**Supplied passage**.
»»
# new to motorhomes



## Gavel

Hi we are in the process of buying an Auto cruise Star Spirit, 2005 2.8 HDi. Can anyone confirm that this van has an electric water heater, and if not how do you heat the water when abroad? We are new to motorhomes but have had 9 caravans any other info about this m/h would be much appreciated. Is the Peugot Boxer 2.8 HDi a good vehicle?


----------



## AberdeenAngus

Gavel said:


> Hi we are in the process of buying an Auto cruise Star Spirit, 2005 2.8 HDi. Can anyone confirm that this van has an electric water heater, and if not how do you heat the water when abroad? We are new to motorhomes but have had 9 caravans any other info about this m/h would be much appreciated. Is the Peugot Boxer 2.8 HDi a good vehicle?


Same way you heat the water when in the Uk 

Sorry couldn't resist........

Someone on here will give you chapter and verse on your precise model but these days invariably you will have a gas/electric heater. Leccy on hookup, gas when not.


----------



## Gavel

Thanks for the obvious answer. You cannot get calor gas in France and Camping caz ottles are very small. That's my point.


----------



## loddy

[/quote]

Same way you heat the water when in the Uk 

Is this the way we treat a newcomer ???

Loddy


----------



## teemyob

*Gas*



Gavel said:


> Thanks for the obvious answer. You cannot get calor gas in France and Camping caz ottles are very small. That's my point.


Bon Apres Midi,

Par GPL.

Being Serious, Camping Gaz do some large cyliders. However, it depends when you are going. Gas lasts a long time in summer. If you do not have the option to heat by electric then you can buy a French (or whatever country you are in) Regulator and rent a bottle form the country you are in.

Most people make sure they have enough gas to last, others like us use Gaslow a refilable gas bottle. But we carry a Calor as a backup and a camping gaz adapter as a backup for that.

Trev.


----------



## gaspode

Hi Gavel

Welcome to MHF.

As always, there are a multitude of possible answers to your question.

Water heating on M/Hs is normally by gas with the option to have an electric heating element fitted to the gas boiler on some boilers. The electric element of course can only be used when on hook-up and you'll find that with a M/H (especially in France and Germany) you will increasingly find yourself using aires or stellplatz where there is no hook-up. If you're coming from a caravan background you need to re-think your attitudes to camping - M/Hs are very different in patterns of useage.
««
**Given data**.
»»
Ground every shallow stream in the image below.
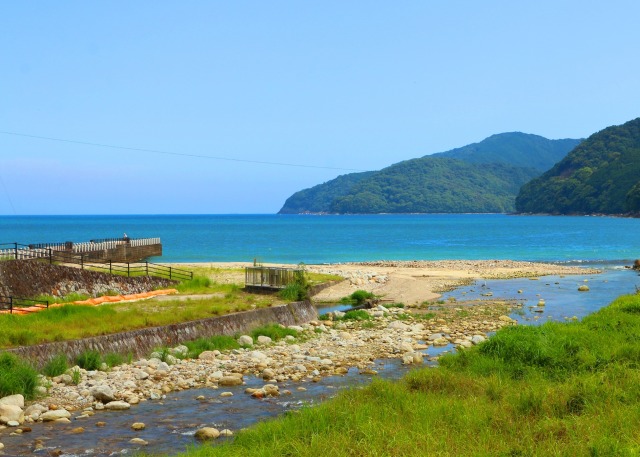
[0,265,640,456]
««
**Exercise tasks**.
**A)** In the motorhome forum thread, what refillable gas bottle does teemyob say they use?
**B)** From the motorhome forum thread, print the passage starting at "Being Serious, Camping" and ending at "you are in.".
**C)** Carry on the motorhome forum thread from its final sentence.
The data above are separate from the motorhome forum thread.

**Response list**.
**A)** Gaslow.

**B)**
Being Serious, Camping Gaz do some large cyliders. However, it depends when you are going. Gas lasts a long time in summer. If you do not have the option to heat by electric then you can buy a French (or whatever country you are in) Regulator and rent a bottle form the country you are in.

**C)**
In practical terms, during the summer you'll find you can have constant hot water for several weeks in a couple of Calor bottles. If you're winter camping or staying long term then either refillable or local bottles are the answer. Reliance on electric water heating isn't practical but can be useful if you use campsites most of the time.

Your best plan is to subscribe and search the many threads on the subject.


----------



## Gavel

The dealer says that the van's water is heated by gas, implying that there is no electric heater. having had 9 caravans most of which had electric water heaters I find it hard to believe this van does not have such a heater. How much would it cost to have one fitted? The van has EHU.
Thanks for your help.


----------



## Gavel

Gaspode, Thank you very much indeed for your advice. We have spent 22 years caravanning so I am wide open to any advice. I assumed I was buying something inferior, so will take your advice and start over again. Exciting stuff.


----------



## AberdeenAngus

loddy said:


> Is this the way we treat a newcomer ???
> 
> Loddy


You mean with friendly banter. With an emoticon.....and an appology....and then some genuine advice.......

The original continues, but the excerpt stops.